PROBLEM REQUIREMENTS - The records are to be restated in their entirety, word for word.

*** Opening of MATERIAL TO PROCESS ***

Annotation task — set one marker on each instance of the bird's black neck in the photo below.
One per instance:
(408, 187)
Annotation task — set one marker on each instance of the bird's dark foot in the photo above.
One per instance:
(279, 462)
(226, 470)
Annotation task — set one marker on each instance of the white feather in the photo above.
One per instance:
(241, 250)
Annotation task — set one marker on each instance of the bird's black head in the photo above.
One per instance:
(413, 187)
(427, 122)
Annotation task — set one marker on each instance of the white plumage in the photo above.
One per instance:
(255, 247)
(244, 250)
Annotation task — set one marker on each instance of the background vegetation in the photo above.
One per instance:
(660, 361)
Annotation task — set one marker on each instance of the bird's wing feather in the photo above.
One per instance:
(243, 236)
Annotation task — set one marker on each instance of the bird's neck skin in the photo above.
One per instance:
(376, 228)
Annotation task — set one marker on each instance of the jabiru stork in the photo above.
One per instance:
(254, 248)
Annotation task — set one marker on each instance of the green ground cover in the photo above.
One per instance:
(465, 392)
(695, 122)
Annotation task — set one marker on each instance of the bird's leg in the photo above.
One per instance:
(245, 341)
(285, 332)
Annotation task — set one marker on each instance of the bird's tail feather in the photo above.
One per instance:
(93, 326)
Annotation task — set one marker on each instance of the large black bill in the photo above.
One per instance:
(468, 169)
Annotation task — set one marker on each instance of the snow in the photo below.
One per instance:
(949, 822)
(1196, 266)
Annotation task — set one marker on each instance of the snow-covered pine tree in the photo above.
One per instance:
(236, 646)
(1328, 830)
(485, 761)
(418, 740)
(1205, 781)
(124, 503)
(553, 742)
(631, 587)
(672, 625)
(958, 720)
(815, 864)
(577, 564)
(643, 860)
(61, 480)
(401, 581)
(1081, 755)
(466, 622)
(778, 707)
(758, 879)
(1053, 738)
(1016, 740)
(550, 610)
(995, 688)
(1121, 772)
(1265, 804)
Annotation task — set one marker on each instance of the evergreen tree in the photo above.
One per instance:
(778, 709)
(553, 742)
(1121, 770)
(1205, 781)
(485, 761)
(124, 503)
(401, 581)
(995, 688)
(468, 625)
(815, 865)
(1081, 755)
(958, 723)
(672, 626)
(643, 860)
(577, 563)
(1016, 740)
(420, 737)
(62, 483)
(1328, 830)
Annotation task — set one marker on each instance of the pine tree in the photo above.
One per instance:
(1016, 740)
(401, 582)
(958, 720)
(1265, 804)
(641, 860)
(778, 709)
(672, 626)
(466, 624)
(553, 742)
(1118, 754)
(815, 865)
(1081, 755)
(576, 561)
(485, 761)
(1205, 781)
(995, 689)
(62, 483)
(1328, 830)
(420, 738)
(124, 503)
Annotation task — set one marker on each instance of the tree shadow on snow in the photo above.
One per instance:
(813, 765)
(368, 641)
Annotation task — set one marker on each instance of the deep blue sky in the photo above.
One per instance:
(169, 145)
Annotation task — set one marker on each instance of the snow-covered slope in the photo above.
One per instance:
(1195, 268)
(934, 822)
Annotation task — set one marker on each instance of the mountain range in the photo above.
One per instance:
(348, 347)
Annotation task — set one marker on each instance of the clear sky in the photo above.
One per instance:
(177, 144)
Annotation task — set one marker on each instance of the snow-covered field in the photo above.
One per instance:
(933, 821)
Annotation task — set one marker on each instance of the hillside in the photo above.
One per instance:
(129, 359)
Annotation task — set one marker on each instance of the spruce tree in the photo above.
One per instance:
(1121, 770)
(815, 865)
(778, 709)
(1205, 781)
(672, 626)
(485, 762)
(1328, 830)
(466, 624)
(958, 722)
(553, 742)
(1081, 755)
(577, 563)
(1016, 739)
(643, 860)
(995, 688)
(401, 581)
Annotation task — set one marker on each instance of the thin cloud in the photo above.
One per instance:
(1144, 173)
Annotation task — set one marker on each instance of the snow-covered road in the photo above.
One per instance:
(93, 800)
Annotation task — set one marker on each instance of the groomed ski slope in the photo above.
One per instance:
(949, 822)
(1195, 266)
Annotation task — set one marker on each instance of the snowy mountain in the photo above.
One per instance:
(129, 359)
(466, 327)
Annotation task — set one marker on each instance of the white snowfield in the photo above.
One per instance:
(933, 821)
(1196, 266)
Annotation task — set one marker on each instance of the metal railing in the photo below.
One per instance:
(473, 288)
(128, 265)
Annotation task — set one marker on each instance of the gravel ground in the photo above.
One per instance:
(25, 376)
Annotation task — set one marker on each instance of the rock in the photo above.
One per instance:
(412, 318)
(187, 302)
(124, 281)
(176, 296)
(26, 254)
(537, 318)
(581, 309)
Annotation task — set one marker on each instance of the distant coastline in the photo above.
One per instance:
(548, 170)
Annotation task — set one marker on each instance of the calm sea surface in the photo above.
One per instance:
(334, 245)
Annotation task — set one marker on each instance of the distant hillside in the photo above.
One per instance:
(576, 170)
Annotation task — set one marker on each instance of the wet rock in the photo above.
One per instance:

*** Close of MATERIAL TO PROCESS ***

EXERCISE ANSWER -
Annotation task — set one marker on each instance of the bird's black neck in the photo below.
One per instance:
(408, 187)
Annotation task — set one marker on each instance of the bird's dark foot in the photo above.
One per instance:
(279, 462)
(226, 470)
Annotation task — set one marker on each instance of the white feather in the photo above.
One per instance:
(241, 250)
Annotation task — set one marker on each instance of the bird's black head in the photo above.
One per instance:
(413, 187)
(427, 122)
Annotation task — set one marker on each instance of the white plumage in the photo above.
One per instance:
(255, 247)
(244, 250)
Annotation task — set one marker on each instance of the background vegetation in the photo above.
One per instance:
(660, 361)
Annotation task — set one marker on each instance of the bird's wing feather in the photo above.
One per instance:
(243, 236)
Annotation task — set one marker on each instance of the bird's neck skin in the photo above.
One per instance:
(376, 228)
Annotation task — set one marker on each instance of the jabiru stork in the photo above.
One per instance:
(254, 248)
Annotation task — set one marker on each instance of the green ground cover in the photo above.
One per instance:
(465, 392)
(695, 122)
Annotation task — set one marker on each instance of the bird's leg in the photo above.
One per instance:
(245, 341)
(285, 332)
Annotation task — set one marker on each instance of the bird's tail feather in the photo above.
One per instance:
(93, 326)
Annotation task — set one marker on each instance of the large black bill in the photo above.
One per instance:
(468, 169)
Annotation task — set one marker on each instance of the snow in the photo below.
One per instance:
(949, 822)
(1196, 266)
Annotation task — set one marker on each instance of the snow-covered pine tree in the photo above.
One per instance:
(236, 646)
(1328, 830)
(485, 761)
(418, 740)
(1205, 781)
(124, 503)
(553, 742)
(631, 587)
(672, 625)
(958, 720)
(815, 864)
(577, 564)
(643, 860)
(61, 480)
(401, 581)
(1081, 755)
(466, 622)
(778, 707)
(758, 879)
(1053, 738)
(1016, 740)
(550, 610)
(995, 688)
(1121, 772)
(1265, 804)
Annotation task — set one marker on each instance of the evergreen tree in the photo above.
One per instance:
(778, 709)
(553, 742)
(1121, 770)
(1205, 781)
(485, 761)
(124, 503)
(401, 581)
(995, 688)
(468, 625)
(815, 865)
(1081, 755)
(958, 723)
(672, 626)
(643, 860)
(577, 563)
(1016, 740)
(420, 737)
(62, 483)
(1328, 830)
Annotation task — set one marker on each instance of the pine tree in the photo above.
One per instance:
(1016, 740)
(401, 582)
(958, 720)
(1265, 804)
(641, 860)
(778, 709)
(672, 626)
(466, 624)
(553, 742)
(1118, 754)
(815, 865)
(1081, 755)
(576, 561)
(485, 761)
(1205, 781)
(995, 689)
(62, 483)
(1328, 830)
(420, 738)
(124, 503)
Annotation task — set one marker on each instance of the tree shadow on snow in the photo above.
One per instance:
(813, 765)
(368, 641)
Annotation task — set one marker on each instance of the deep blue sky in the photo above.
One per instance:
(169, 145)
Annotation task — set one marker on each instance of the snow-covered slope in the photo above.
One per instance:
(1195, 268)
(934, 822)
Annotation task — set one marker on each instance of the mountain range in the photo above.
One per instance:
(348, 347)
Annotation task — set one marker on each instance of the clear sky in the photo above.
One per instance:
(177, 144)
Annotation task — set one marker on each instance of the snow-covered field in the photo above.
One per instance:
(933, 821)
Annotation task — set one marker on each instance of the hillside in the photo above.
One per instance:
(129, 359)
Annotation task — set one marker on each instance of the spruce tree in the photo above.
One per instance:
(1121, 770)
(815, 865)
(778, 709)
(1205, 781)
(672, 626)
(485, 762)
(1328, 830)
(466, 624)
(958, 722)
(553, 742)
(1081, 755)
(577, 563)
(1016, 739)
(643, 860)
(995, 688)
(401, 581)
Annotation task — set one marker on each instance of the thin cloud in the photo above.
One per instance:
(1144, 173)
Annotation task — set one marker on each instance of the snow-covered road in the photo above.
One per instance:
(93, 800)
Annotation task — set one marker on each instance of the groomed ski slope in the photo above.
One per instance:
(949, 822)
(1195, 266)
Annotation task — set one marker on each instance of the snowy mountain in the photo above.
One per instance:
(129, 359)
(466, 327)
Annotation task — set one marker on each instance of the white snowfield in the photo above.
One per instance:
(933, 821)
(1196, 266)
Annotation task — set one marker on each instance of the metal railing in the photo below.
One per instance:
(473, 288)
(128, 265)
Annotation task — set one marker on each instance of the gravel ground in the photo above.
One per instance:
(25, 376)
Annotation task — set one marker on each instance of the rock in the photo above.
One per instance:
(412, 318)
(187, 302)
(124, 281)
(176, 296)
(26, 254)
(537, 318)
(581, 309)
Annotation task — set one marker on each instance of the distant coastline in the photo above.
One per instance:
(548, 170)
Annotation task — set one marker on each instance of the calm sea surface in the photo above.
One per instance:
(334, 245)
Annotation task — set one marker on each instance of the distant hillside in the photo above.
One per instance:
(576, 170)
Annotation task — set one marker on each instance of the wet rock in the photo above.
One per instance:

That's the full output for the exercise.